* **Extract to read**
Proving Integrability[edit]

On a completely different note, I am trying to prove some properties for this function.
Let $f:[0,1]\rightarrow [0,1]$ be defined as $f(x)={\begin{cases}[1/x]^{-1},&{\mbox{if }}x\in (0,1]\\0,&{\mbox{if }}x=0\end{cases}}$
where [x] is the truncation function (i.e. [x]=the integer part of x). Notice that at each unit fraction, the function has a jump discontinuity and in between, the function is a constant. We have already had some discussion about this function but now I am trying to prove that this function is Riemann integrable. Here are some facts that I proved:

Fact I[edit]

$f(x)$ is a non-decreasing function
Proof:
Let $x>y$

$\Rightarrow 1/x<1/y$

$\Rightarrow [1/x]\leq [1/y]$

$\Rightarrow [1/x]^{-1}\geq [1/y]^{-1}$

$\Rightarrow f(x)\geq f(y)$ .

Fact II[edit]

$f(x)$ is continuous at $x=0$ from the right.

* **Prompt 1**
Can you set down the passage on proving integrability from "Fact I[edit]" to "f(x)\geq f(y)$ .", word for word?

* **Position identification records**
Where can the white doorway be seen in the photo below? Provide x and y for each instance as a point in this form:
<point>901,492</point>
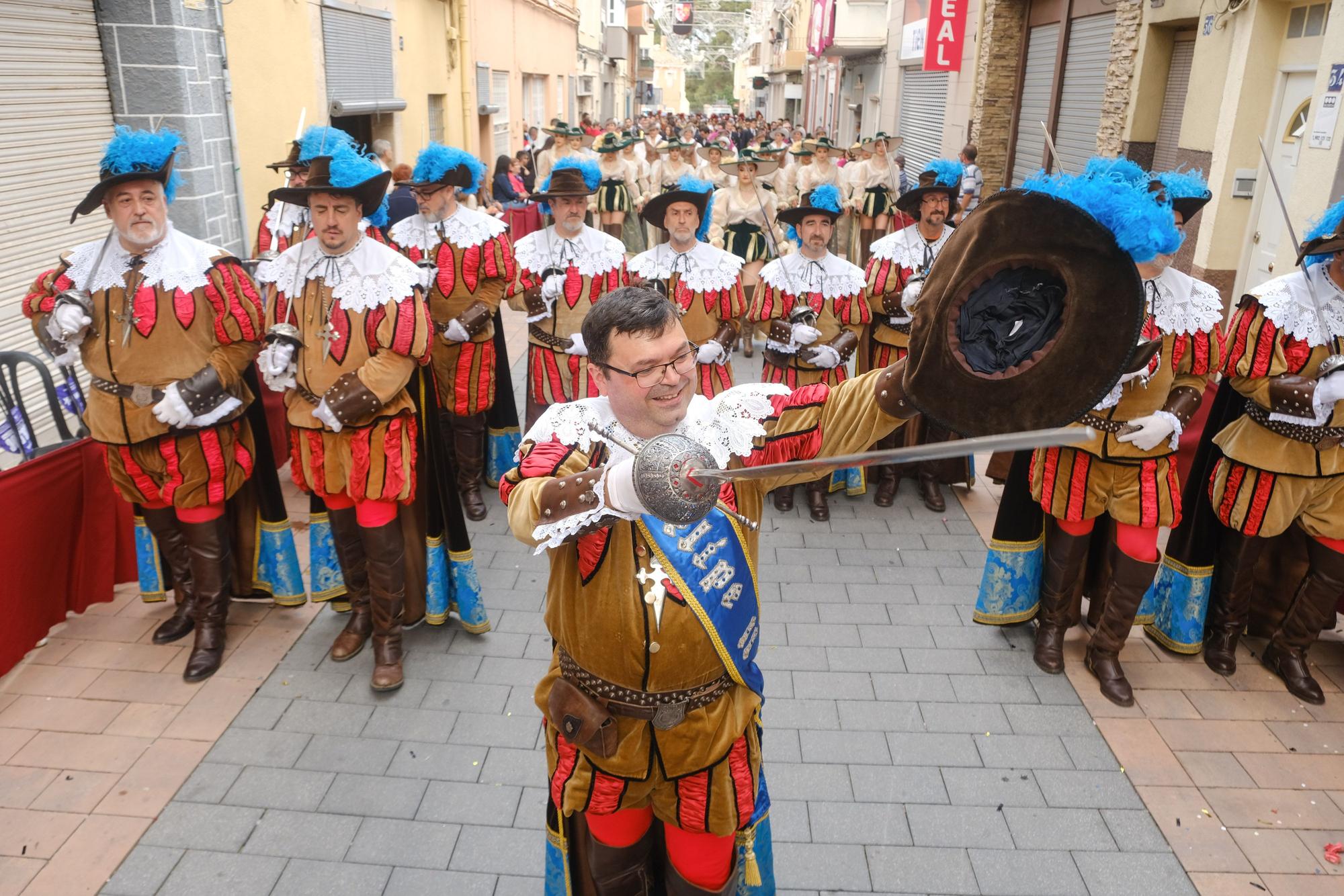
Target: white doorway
<point>1284,144</point>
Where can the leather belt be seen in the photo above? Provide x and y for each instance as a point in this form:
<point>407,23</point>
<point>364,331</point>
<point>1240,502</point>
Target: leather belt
<point>1320,437</point>
<point>136,394</point>
<point>665,709</point>
<point>562,343</point>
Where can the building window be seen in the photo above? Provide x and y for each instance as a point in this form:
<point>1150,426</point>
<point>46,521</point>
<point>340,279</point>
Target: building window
<point>436,118</point>
<point>1308,22</point>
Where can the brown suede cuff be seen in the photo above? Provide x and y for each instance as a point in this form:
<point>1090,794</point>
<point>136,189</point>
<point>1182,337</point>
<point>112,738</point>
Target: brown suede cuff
<point>1292,396</point>
<point>1182,404</point>
<point>350,400</point>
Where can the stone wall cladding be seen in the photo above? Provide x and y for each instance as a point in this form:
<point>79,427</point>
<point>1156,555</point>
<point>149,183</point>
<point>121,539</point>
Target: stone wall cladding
<point>997,88</point>
<point>166,69</point>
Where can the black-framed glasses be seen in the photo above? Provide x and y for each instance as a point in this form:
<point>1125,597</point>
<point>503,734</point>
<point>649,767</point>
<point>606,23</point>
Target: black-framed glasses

* **Prompt 2**
Could you extract all of the position identification rows above, reproducing each line verbatim but omitting the pictures?

* **Right answer 1**
Fact I[edit]

$f(x)$ is a non-decreasing function
Proof:
Let $x>y$

$\Rightarrow 1/x<1/y$

$\Rightarrow [1/x]\leq [1/y]$

$\Rightarrow [1/x]^{-1}\geq [1/y]^{-1}$

$\Rightarrow f(x)\geq f(y)$ .

* **Right answer 2**
Where can the white doorway be seen in the photo below? Provide x and y for each instance as a point in this form:
<point>901,492</point>
Target: white doorway
<point>1284,144</point>
Where can the leather belt be seen in the photo above? Provide x and y for each instance as a point in this form:
<point>407,23</point>
<point>364,331</point>
<point>1240,502</point>
Target: leather belt
<point>1320,437</point>
<point>136,394</point>
<point>665,709</point>
<point>562,343</point>
Where can the building window be seen in the photo above? Provide x and y for each instance as a point in this form:
<point>1150,426</point>
<point>46,521</point>
<point>340,279</point>
Target: building window
<point>436,118</point>
<point>1308,22</point>
Where can the brown suede cuff be seen in the photo above? Provide x and y for each instance as a point in this form:
<point>1090,794</point>
<point>136,189</point>
<point>1182,337</point>
<point>112,738</point>
Target: brown suede cuff
<point>1292,396</point>
<point>1182,404</point>
<point>350,400</point>
Where can the stone wall cladding be seen in the photo above? Provide x and y for each instance as a point in this form:
<point>79,427</point>
<point>1156,555</point>
<point>149,183</point>
<point>121,539</point>
Target: stone wall cladding
<point>997,88</point>
<point>166,69</point>
Where can the black-framed glasses be seen in the photo above? Provide x and y for each instance as a point in this form:
<point>1125,597</point>
<point>503,734</point>
<point>649,767</point>
<point>606,23</point>
Target: black-framed glasses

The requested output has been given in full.